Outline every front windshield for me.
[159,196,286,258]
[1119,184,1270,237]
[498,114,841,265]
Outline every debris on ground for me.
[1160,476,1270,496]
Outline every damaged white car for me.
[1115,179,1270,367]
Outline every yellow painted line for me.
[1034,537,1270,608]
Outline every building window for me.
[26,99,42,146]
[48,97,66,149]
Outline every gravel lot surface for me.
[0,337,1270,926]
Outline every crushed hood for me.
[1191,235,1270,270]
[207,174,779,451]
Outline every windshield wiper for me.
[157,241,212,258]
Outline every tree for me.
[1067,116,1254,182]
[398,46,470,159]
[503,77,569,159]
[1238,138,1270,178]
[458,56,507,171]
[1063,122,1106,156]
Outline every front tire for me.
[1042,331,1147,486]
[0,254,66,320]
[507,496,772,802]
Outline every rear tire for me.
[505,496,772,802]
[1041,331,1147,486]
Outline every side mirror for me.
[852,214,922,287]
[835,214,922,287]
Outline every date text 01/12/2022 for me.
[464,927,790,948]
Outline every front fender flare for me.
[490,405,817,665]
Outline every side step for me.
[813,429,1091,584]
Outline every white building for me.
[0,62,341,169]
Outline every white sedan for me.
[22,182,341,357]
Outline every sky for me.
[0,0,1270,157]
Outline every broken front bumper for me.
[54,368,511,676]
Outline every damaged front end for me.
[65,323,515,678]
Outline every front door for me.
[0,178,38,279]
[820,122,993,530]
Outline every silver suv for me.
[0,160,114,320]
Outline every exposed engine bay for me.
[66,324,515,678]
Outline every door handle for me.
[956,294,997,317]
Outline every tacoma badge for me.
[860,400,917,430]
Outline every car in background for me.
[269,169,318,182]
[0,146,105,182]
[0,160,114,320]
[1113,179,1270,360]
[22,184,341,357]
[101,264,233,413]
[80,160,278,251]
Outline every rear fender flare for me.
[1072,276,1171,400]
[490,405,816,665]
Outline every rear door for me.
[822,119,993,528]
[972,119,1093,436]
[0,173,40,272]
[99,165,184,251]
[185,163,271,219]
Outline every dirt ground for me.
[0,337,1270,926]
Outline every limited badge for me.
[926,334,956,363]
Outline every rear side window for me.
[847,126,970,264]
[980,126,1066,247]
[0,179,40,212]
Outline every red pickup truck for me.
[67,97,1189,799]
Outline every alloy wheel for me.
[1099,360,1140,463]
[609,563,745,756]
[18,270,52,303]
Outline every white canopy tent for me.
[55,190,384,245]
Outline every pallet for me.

****************************************

Exercise aim: Rewrite the entries above so that each "Outline" becomes "Draw a box around", leaving everything else the same.

Response:
Draw a box around every front windshield for me.
[159,196,286,258]
[1119,184,1270,237]
[498,114,841,265]
Draw a box around every debris on ground for me.
[1160,476,1270,496]
Draw a box around every damaged white car for me.
[1115,179,1270,367]
Draw a box around every yellow painted line for me.
[1034,537,1270,608]
Draw a box around every building window for me.
[26,99,42,146]
[48,97,66,149]
Draw a box around every gravel lot surface for me.
[0,337,1270,926]
Draw a box around every crushed hood for me.
[1191,235,1270,270]
[207,174,779,451]
Draw a box around every windshield wiper for me.
[157,241,212,258]
Draw a box around every tree for me.
[1067,116,1254,182]
[398,46,470,159]
[503,77,569,159]
[1238,138,1270,178]
[458,56,507,171]
[1063,122,1106,156]
Draw a box around every front tire for me.
[1042,331,1147,486]
[0,254,66,320]
[507,496,772,802]
Draw a box around every rear tire for me.
[505,496,772,802]
[1041,331,1147,486]
Draw a box around every side mirror for me.
[852,214,922,287]
[835,214,922,287]
Draw a box around every date text 01/12/2022 for me.
[464,927,790,948]
Draw a box around every front fender flare for me.
[490,405,817,665]
Draw a box around every side step for me.
[813,429,1091,584]
Draw a box around every white building for me.
[0,62,341,169]
Draw a box around every white sedan for me.
[22,182,341,357]
Draw a box around every sky for me.
[0,0,1270,157]
Draw a box around every broken front bumper for me.
[54,368,511,676]
Draw a box around every damaged front end for me.
[65,323,515,678]
Draw a box around every front door for me.
[0,178,38,279]
[820,122,993,530]
Draw a box around every silver suv for me.
[0,160,114,320]
Draw a box around every exposed engine bay for me.
[66,324,515,678]
Draw a box around every door handle for me.
[956,294,997,317]
Draw a box around every tacoma badge for me.
[860,400,917,430]
Draw a box around every car in background for me.
[269,169,318,182]
[0,146,105,182]
[0,160,114,320]
[1113,179,1270,360]
[22,184,341,357]
[101,264,233,413]
[80,160,278,251]
Draw a box around every rear fender flare for me.
[1072,276,1171,400]
[490,405,816,665]
Draw a box around every rear door for me.
[822,119,993,528]
[972,119,1093,436]
[0,173,40,272]
[99,165,184,251]
[185,163,271,219]
Draw a box around every dirt ground for me.
[0,337,1270,926]
Draw a box around every limited badge for me.
[926,334,956,363]
Draw a box around every rear side window for me.
[847,126,970,264]
[980,126,1066,247]
[0,179,40,212]
Draw a box around every red pickup truck for me.
[67,97,1189,799]
Draw a box around every alloy wheel for me.
[1099,360,1140,463]
[609,563,745,756]
[18,270,52,303]
Draw a box around every white canopy tent for me.
[55,190,384,245]
Draw a box around every pallet for me.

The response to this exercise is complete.